What the exercise asks :: Return each line below that contains the string "half". Case matters.

[Image annotation data]
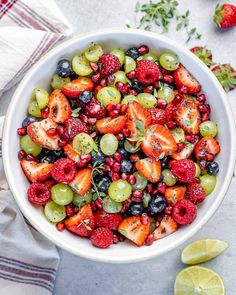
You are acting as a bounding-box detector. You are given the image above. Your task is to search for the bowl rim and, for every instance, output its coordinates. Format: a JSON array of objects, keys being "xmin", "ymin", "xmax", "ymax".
[{"xmin": 2, "ymin": 29, "xmax": 236, "ymax": 263}]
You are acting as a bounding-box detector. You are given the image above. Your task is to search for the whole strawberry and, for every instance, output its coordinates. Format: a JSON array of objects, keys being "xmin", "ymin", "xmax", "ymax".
[{"xmin": 214, "ymin": 4, "xmax": 236, "ymax": 29}]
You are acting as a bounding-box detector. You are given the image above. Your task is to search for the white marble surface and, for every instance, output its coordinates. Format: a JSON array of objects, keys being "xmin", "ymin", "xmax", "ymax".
[{"xmin": 0, "ymin": 0, "xmax": 236, "ymax": 295}]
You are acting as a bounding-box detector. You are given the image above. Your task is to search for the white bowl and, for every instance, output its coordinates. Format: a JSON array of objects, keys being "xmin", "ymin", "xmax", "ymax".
[{"xmin": 3, "ymin": 29, "xmax": 236, "ymax": 263}]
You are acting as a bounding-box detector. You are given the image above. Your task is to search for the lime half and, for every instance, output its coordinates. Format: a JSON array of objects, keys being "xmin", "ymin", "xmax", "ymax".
[
  {"xmin": 175, "ymin": 266, "xmax": 225, "ymax": 295},
  {"xmin": 181, "ymin": 239, "xmax": 229, "ymax": 265}
]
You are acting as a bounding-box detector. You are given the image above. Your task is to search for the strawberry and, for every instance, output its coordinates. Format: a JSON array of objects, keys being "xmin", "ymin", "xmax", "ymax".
[
  {"xmin": 175, "ymin": 95, "xmax": 201, "ymax": 134},
  {"xmin": 65, "ymin": 204, "xmax": 95, "ymax": 237},
  {"xmin": 194, "ymin": 136, "xmax": 220, "ymax": 160},
  {"xmin": 20, "ymin": 160, "xmax": 53, "ymax": 182},
  {"xmin": 27, "ymin": 118, "xmax": 60, "ymax": 150},
  {"xmin": 173, "ymin": 64, "xmax": 201, "ymax": 94},
  {"xmin": 135, "ymin": 158, "xmax": 161, "ymax": 182},
  {"xmin": 141, "ymin": 124, "xmax": 177, "ymax": 159},
  {"xmin": 69, "ymin": 168, "xmax": 92, "ymax": 196},
  {"xmin": 118, "ymin": 216, "xmax": 150, "ymax": 246},
  {"xmin": 153, "ymin": 215, "xmax": 178, "ymax": 240},
  {"xmin": 211, "ymin": 64, "xmax": 236, "ymax": 92},
  {"xmin": 165, "ymin": 185, "xmax": 186, "ymax": 206},
  {"xmin": 214, "ymin": 4, "xmax": 236, "ymax": 29},
  {"xmin": 48, "ymin": 89, "xmax": 71, "ymax": 123},
  {"xmin": 96, "ymin": 116, "xmax": 126, "ymax": 134},
  {"xmin": 61, "ymin": 77, "xmax": 94, "ymax": 98}
]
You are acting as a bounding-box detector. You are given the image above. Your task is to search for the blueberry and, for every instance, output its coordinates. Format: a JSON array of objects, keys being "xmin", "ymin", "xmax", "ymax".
[
  {"xmin": 79, "ymin": 90, "xmax": 93, "ymax": 103},
  {"xmin": 207, "ymin": 162, "xmax": 219, "ymax": 175},
  {"xmin": 56, "ymin": 59, "xmax": 71, "ymax": 78},
  {"xmin": 126, "ymin": 47, "xmax": 140, "ymax": 59},
  {"xmin": 148, "ymin": 196, "xmax": 167, "ymax": 216}
]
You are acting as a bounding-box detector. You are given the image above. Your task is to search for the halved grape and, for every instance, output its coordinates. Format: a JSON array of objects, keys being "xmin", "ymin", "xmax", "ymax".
[
  {"xmin": 100, "ymin": 133, "xmax": 118, "ymax": 156},
  {"xmin": 20, "ymin": 134, "xmax": 42, "ymax": 157},
  {"xmin": 44, "ymin": 201, "xmax": 66, "ymax": 223},
  {"xmin": 51, "ymin": 183, "xmax": 73, "ymax": 206},
  {"xmin": 160, "ymin": 52, "xmax": 179, "ymax": 71},
  {"xmin": 108, "ymin": 179, "xmax": 132, "ymax": 202}
]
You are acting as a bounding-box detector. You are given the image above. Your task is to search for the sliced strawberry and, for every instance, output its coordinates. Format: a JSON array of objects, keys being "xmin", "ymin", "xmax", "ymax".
[
  {"xmin": 96, "ymin": 116, "xmax": 126, "ymax": 134},
  {"xmin": 165, "ymin": 185, "xmax": 186, "ymax": 206},
  {"xmin": 118, "ymin": 216, "xmax": 150, "ymax": 246},
  {"xmin": 153, "ymin": 215, "xmax": 178, "ymax": 240},
  {"xmin": 194, "ymin": 136, "xmax": 220, "ymax": 160},
  {"xmin": 20, "ymin": 160, "xmax": 53, "ymax": 182},
  {"xmin": 135, "ymin": 158, "xmax": 161, "ymax": 182},
  {"xmin": 175, "ymin": 95, "xmax": 201, "ymax": 134},
  {"xmin": 65, "ymin": 204, "xmax": 95, "ymax": 237},
  {"xmin": 48, "ymin": 89, "xmax": 71, "ymax": 123},
  {"xmin": 27, "ymin": 118, "xmax": 60, "ymax": 150},
  {"xmin": 69, "ymin": 168, "xmax": 92, "ymax": 196},
  {"xmin": 61, "ymin": 77, "xmax": 94, "ymax": 98},
  {"xmin": 141, "ymin": 124, "xmax": 177, "ymax": 159},
  {"xmin": 173, "ymin": 64, "xmax": 201, "ymax": 94}
]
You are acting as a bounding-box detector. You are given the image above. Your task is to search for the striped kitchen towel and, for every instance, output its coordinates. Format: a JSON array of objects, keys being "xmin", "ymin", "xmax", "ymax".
[{"xmin": 0, "ymin": 0, "xmax": 72, "ymax": 95}]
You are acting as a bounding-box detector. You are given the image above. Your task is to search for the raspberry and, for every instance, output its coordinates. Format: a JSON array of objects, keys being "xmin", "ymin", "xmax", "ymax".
[
  {"xmin": 27, "ymin": 182, "xmax": 51, "ymax": 206},
  {"xmin": 51, "ymin": 158, "xmax": 76, "ymax": 183},
  {"xmin": 94, "ymin": 209, "xmax": 122, "ymax": 230},
  {"xmin": 172, "ymin": 200, "xmax": 197, "ymax": 224},
  {"xmin": 136, "ymin": 60, "xmax": 160, "ymax": 85},
  {"xmin": 63, "ymin": 118, "xmax": 88, "ymax": 140},
  {"xmin": 171, "ymin": 159, "xmax": 196, "ymax": 183},
  {"xmin": 185, "ymin": 183, "xmax": 206, "ymax": 205},
  {"xmin": 98, "ymin": 53, "xmax": 121, "ymax": 77},
  {"xmin": 91, "ymin": 227, "xmax": 113, "ymax": 249}
]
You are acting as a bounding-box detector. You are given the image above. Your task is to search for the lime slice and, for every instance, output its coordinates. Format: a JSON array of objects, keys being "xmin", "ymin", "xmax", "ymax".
[
  {"xmin": 175, "ymin": 266, "xmax": 225, "ymax": 295},
  {"xmin": 181, "ymin": 239, "xmax": 229, "ymax": 265}
]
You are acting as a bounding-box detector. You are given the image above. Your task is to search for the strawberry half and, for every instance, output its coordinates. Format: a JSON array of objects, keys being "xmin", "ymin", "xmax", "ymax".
[
  {"xmin": 96, "ymin": 116, "xmax": 126, "ymax": 134},
  {"xmin": 135, "ymin": 158, "xmax": 161, "ymax": 182},
  {"xmin": 20, "ymin": 160, "xmax": 53, "ymax": 182},
  {"xmin": 175, "ymin": 95, "xmax": 201, "ymax": 134},
  {"xmin": 153, "ymin": 215, "xmax": 178, "ymax": 240},
  {"xmin": 65, "ymin": 204, "xmax": 95, "ymax": 237},
  {"xmin": 194, "ymin": 136, "xmax": 220, "ymax": 160},
  {"xmin": 27, "ymin": 118, "xmax": 61, "ymax": 150},
  {"xmin": 141, "ymin": 124, "xmax": 177, "ymax": 159},
  {"xmin": 69, "ymin": 168, "xmax": 92, "ymax": 196},
  {"xmin": 173, "ymin": 64, "xmax": 201, "ymax": 94},
  {"xmin": 118, "ymin": 216, "xmax": 150, "ymax": 246},
  {"xmin": 48, "ymin": 89, "xmax": 71, "ymax": 123},
  {"xmin": 61, "ymin": 77, "xmax": 94, "ymax": 98}
]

Complete response ::
You are acting as a bounding-box detector. You are given the image above. Your task is to search for the lime half and, for every instance, output its coordinates. Format: a JSON array of objects, keys being "xmin", "ymin", "xmax", "ymax".
You are acting as a bounding-box detector. You are given the image above. Your task is to search for the strawberry half and, for every instance, output its coordinates. Format: a JSON array of objects, keys being "xmin", "ymin", "xmax", "ymax".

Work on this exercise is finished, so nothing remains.